## The input

++++++++++++++++++++

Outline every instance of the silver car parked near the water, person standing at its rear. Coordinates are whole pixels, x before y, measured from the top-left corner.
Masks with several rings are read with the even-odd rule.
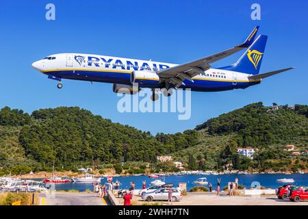
[[[141,197],[144,201],[168,201],[168,191],[169,188],[160,188],[158,190],[155,190],[154,192],[146,192],[142,194]],[[181,199],[182,194],[180,190],[177,188],[172,188],[172,201],[180,201]]]

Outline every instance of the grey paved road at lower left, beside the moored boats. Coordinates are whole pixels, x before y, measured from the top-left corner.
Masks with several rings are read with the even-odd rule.
[[[103,198],[94,194],[79,192],[55,192],[54,196],[40,194],[40,205],[107,205]]]

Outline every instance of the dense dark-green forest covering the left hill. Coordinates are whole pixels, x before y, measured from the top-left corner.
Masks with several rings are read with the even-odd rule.
[[[36,162],[36,168],[71,169],[76,164],[116,164],[118,162],[156,162],[166,155],[196,144],[198,131],[152,136],[127,125],[94,116],[79,107],[57,107],[34,111],[31,116],[21,110],[4,107],[0,125],[18,127],[19,144],[25,157]],[[8,133],[6,133],[8,134]],[[0,132],[0,138],[5,133]],[[1,141],[0,141],[1,144]],[[1,149],[1,148],[0,148]],[[4,166],[5,150],[0,162]]]

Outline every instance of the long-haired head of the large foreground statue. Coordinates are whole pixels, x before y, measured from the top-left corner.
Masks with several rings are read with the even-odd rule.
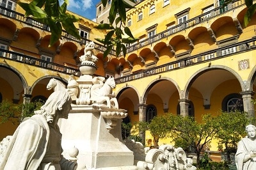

++++++++++++++++++++

## Assignment
Write the entries above out again exactly, omitting each image.

## Reply
Outline every instance of the silver car parked near the water, person standing at its rear. Coordinates are whole pixels, x before y, measured from the top-left corner.
Masks with several rings are read with the even-odd rule.
[[[141,197],[144,201],[168,201],[168,191],[169,188],[160,188],[158,190],[155,190],[154,192],[146,192],[142,194]],[[181,199],[182,194],[180,190],[177,188],[172,188],[172,201],[180,201]]]

Outline every instance of the grey paved road at lower left, beside the moored boats. Coordinates are whole pixels, x before y, measured from the top-left corner.
Masks with several rings are read with the even-odd rule.
[[[103,198],[94,194],[79,192],[55,192],[54,196],[40,194],[40,205],[107,205]]]

Outline every instance of the dense dark-green forest covering the left hill. Coordinates are whole pixels, x before y, measured from the top-left corner.
Masks with several rings are read with the even-odd rule.
[[[36,162],[36,168],[71,169],[76,164],[116,164],[118,162],[156,162],[166,155],[196,144],[198,131],[152,136],[127,125],[94,116],[79,107],[57,107],[34,111],[31,116],[21,110],[4,107],[0,125],[18,127],[19,144],[25,157]],[[8,133],[6,133],[8,134]],[[0,132],[0,138],[5,133]],[[1,141],[0,141],[1,144]],[[1,149],[1,148],[0,148]],[[4,166],[5,150],[0,162]]]

Outline every instance of the long-haired head of the large foreground statue. Coordinates are whole pixels, x before y, measured from the top-left corner.
Masks with several rings are read with the even-odd rule.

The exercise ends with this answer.